What to do: Convert the entries below into a JSON list of strings, one string per line and blank lines omitted, starting at the line that contains "Pinpoint snow pile in the frame above." and continuing through the final line of the entries.

==== Records to process ====

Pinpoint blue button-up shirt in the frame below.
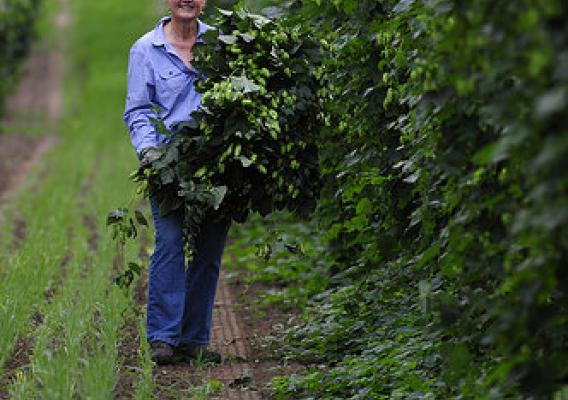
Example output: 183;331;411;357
124;17;211;154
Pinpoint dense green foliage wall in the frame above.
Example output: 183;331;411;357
0;0;41;115
248;0;568;399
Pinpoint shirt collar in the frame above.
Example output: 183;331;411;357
152;15;209;46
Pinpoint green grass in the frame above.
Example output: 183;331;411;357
0;0;162;400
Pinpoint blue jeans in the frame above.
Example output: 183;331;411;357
146;199;228;346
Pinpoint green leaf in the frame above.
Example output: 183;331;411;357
231;76;260;94
134;210;148;227
211;186;227;210
219;35;237;44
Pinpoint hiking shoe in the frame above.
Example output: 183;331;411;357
150;341;174;365
175;344;222;364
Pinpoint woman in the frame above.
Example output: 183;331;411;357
124;0;227;364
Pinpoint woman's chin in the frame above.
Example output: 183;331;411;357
172;11;198;21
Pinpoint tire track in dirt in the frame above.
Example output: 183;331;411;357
113;230;150;400
148;273;261;400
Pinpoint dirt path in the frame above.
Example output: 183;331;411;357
0;0;71;203
146;274;262;400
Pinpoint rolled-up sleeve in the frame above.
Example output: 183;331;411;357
124;44;158;154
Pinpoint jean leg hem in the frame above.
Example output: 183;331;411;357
148;337;177;346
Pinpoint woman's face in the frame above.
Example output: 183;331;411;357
167;0;206;21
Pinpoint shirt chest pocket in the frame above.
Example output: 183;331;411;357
156;68;188;97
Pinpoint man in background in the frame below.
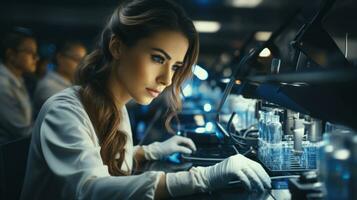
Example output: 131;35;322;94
34;41;86;116
0;28;38;144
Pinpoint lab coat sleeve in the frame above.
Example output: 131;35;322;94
0;84;32;139
40;104;163;200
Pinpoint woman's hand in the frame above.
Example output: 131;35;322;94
166;154;271;197
142;135;197;160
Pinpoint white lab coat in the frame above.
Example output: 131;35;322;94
21;86;163;200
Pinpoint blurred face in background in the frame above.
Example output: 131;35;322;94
57;45;87;81
7;38;38;73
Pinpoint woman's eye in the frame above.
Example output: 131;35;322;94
172;65;180;71
151;55;165;64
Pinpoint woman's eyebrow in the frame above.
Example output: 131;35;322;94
151;47;183;64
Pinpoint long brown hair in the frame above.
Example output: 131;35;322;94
76;0;198;176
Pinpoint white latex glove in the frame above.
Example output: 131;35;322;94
166;154;271;197
142;135;197;160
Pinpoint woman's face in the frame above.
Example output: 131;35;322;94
117;31;189;105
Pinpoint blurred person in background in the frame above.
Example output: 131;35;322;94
33;41;87;116
21;0;270;200
0;28;38;143
23;56;50;100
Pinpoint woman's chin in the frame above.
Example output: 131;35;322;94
135;97;153;106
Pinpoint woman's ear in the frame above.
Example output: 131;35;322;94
109;35;123;59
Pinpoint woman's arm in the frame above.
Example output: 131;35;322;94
155;174;170;199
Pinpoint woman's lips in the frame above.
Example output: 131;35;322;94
146;88;160;97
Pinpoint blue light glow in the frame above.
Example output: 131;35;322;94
192;65;208;81
203;103;212;112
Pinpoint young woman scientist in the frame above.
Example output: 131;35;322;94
21;0;270;200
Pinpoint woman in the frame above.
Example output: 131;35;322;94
22;0;270;199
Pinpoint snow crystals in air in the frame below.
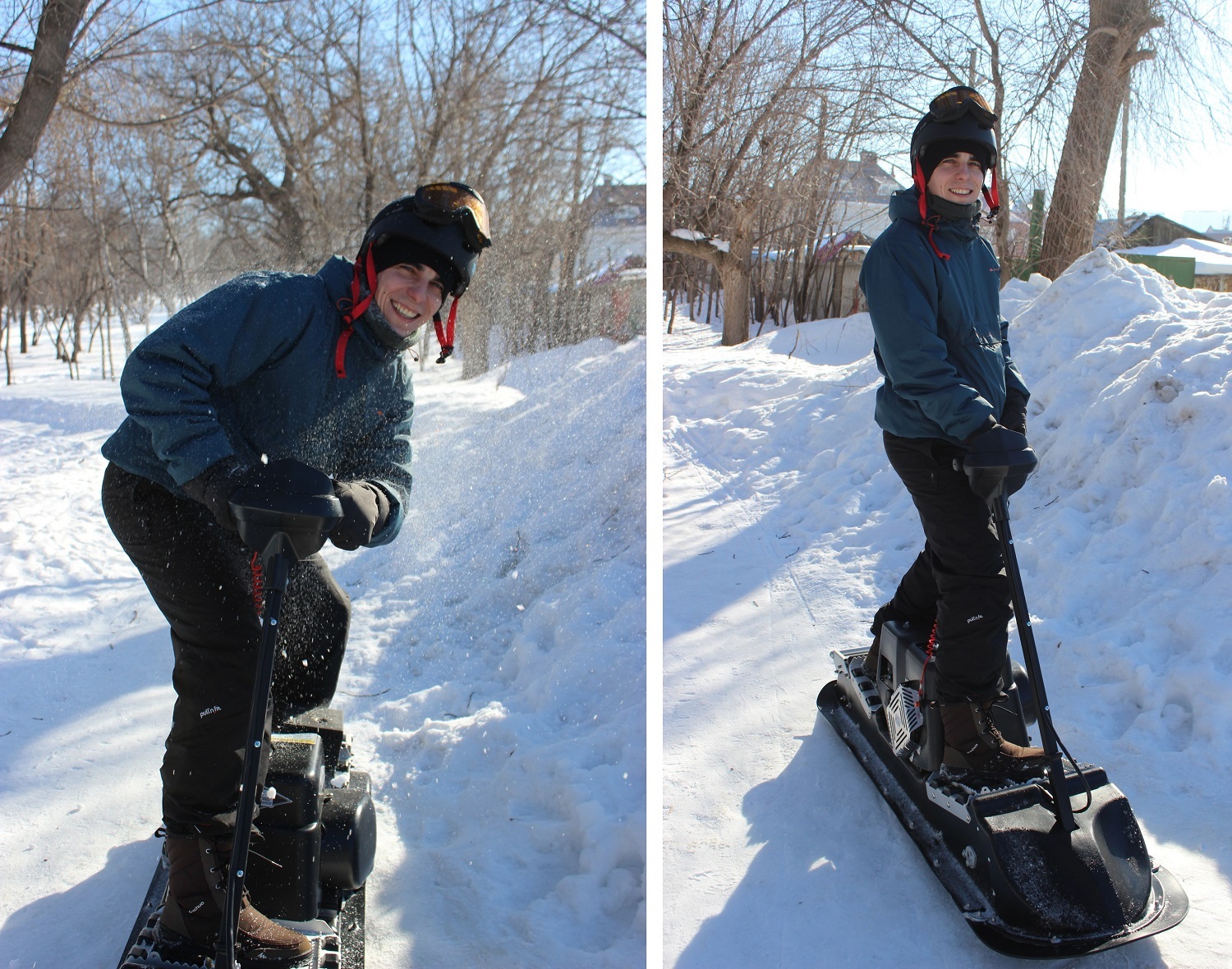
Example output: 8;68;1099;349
0;338;647;969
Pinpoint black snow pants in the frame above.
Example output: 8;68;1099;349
103;464;352;835
884;431;1012;700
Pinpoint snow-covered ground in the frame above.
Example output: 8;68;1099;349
663;251;1232;969
0;329;657;969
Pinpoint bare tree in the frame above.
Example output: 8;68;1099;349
1040;0;1165;278
663;0;867;345
0;0;90;193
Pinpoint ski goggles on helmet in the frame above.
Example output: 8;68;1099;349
411;182;492;252
928;87;997;128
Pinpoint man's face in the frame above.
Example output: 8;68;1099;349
928;151;985;205
372;264;445;336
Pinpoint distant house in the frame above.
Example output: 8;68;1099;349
1202;225;1232;245
822;151;903;239
579;183;646;274
1091;212;1217;250
1116;237;1232;293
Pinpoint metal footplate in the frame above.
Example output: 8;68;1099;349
120;889;364;969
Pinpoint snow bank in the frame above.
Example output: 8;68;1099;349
664;251;1232;969
0;340;647;969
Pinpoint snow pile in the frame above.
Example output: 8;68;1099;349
664;251;1232;968
0;340;647;969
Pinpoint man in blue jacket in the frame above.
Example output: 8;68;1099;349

====

Output of the exercise:
[
  "Pinpoint snow pile in the frame above.",
  "Example output: 8;68;1099;349",
  "664;251;1232;968",
  "0;340;647;969",
  "Pinpoint man in blue jacket in the frame above.",
  "Example output: 8;68;1099;349"
]